The answer must consist only of the lines from the line with "Target: sunlit leaf" to the line with "Target: chimney", both included, exactly as they stand below.

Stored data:
Content starts

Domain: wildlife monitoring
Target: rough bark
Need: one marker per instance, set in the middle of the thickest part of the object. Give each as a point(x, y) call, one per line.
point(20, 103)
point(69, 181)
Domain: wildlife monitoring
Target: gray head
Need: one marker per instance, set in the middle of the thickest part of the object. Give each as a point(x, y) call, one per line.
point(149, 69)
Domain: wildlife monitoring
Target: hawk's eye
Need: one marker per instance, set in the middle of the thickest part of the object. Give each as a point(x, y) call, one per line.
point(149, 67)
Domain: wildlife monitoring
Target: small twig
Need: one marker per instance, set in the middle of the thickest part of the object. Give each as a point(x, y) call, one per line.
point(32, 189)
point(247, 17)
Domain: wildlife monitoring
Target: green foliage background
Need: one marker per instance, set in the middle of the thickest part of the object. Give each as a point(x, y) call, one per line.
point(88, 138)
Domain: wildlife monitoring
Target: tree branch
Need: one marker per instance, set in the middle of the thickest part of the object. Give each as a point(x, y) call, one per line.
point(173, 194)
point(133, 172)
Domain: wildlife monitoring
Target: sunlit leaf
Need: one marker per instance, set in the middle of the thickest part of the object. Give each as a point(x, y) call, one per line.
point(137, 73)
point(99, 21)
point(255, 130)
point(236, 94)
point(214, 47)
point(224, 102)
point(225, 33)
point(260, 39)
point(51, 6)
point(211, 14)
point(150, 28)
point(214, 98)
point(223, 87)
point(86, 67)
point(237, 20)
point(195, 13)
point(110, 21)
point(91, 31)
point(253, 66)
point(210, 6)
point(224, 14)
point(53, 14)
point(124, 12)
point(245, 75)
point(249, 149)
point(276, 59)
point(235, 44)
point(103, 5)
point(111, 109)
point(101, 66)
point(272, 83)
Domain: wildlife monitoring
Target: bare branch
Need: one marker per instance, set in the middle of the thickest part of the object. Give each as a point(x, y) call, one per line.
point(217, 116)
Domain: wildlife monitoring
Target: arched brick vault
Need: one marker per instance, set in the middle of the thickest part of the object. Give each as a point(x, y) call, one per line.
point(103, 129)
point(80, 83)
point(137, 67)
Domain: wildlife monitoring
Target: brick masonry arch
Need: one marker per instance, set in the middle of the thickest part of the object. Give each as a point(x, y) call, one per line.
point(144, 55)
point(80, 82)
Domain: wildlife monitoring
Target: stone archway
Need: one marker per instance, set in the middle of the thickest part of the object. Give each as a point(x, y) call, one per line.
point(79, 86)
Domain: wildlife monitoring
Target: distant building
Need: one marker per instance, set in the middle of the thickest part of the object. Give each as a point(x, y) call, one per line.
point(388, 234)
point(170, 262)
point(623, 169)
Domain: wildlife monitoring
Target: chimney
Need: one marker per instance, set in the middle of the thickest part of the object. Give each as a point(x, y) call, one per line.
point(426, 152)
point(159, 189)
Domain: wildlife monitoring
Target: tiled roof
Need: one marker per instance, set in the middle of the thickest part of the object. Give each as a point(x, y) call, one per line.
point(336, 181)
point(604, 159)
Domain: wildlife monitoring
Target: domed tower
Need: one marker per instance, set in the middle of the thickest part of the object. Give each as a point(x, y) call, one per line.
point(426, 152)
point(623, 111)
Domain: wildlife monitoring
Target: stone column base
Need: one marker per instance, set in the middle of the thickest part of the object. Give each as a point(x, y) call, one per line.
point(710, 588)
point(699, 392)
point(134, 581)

Content ends

▸ **EXERCISE SOLUTION**
Target: sunlit leaf
Need: one marker per instance, set in the middle of the thickest part of the object. Give each as a point(x, y) call, one per line.
point(137, 73)
point(99, 21)
point(255, 130)
point(236, 94)
point(214, 47)
point(224, 102)
point(225, 33)
point(260, 39)
point(51, 6)
point(211, 14)
point(150, 28)
point(214, 98)
point(223, 87)
point(86, 67)
point(237, 20)
point(195, 13)
point(110, 21)
point(91, 31)
point(253, 66)
point(210, 6)
point(224, 14)
point(53, 14)
point(124, 12)
point(245, 75)
point(249, 149)
point(276, 59)
point(235, 44)
point(103, 5)
point(111, 109)
point(101, 66)
point(272, 83)
Domain: wildlife monitoring
Target: bare branch
Need: one marker per instance, set in the middle of the thickest part of the object. Give each as a point(x, y) call, one per line.
point(217, 116)
Domain: wildlife monitoring
Target: arched brick vault
Need: one marker per instance, set in the middle of the thickest part of the object. Give each as a point(x, y) call, one per line.
point(103, 129)
point(80, 83)
point(137, 67)
Domain: wildlife monitoring
Target: brick masonry arch
Need: one marker per instance, set in the middle of the thickest part of the object. Give each as a point(x, y) call, one per line.
point(144, 55)
point(80, 82)
Domain: wildlife monitoring
Target: stone archway
Need: one marker per instance, set in the middle of the thickest part of the object. Give each as a point(x, y) call, one per line.
point(79, 86)
Domain: wildlife monitoring
Target: distant building
Need: one marker per instance, set in the middle of the thickest part of the object. Give each as a point(x, y) call, one per line.
point(388, 234)
point(170, 262)
point(623, 169)
Domain: wildlife monitoring
Target: chimney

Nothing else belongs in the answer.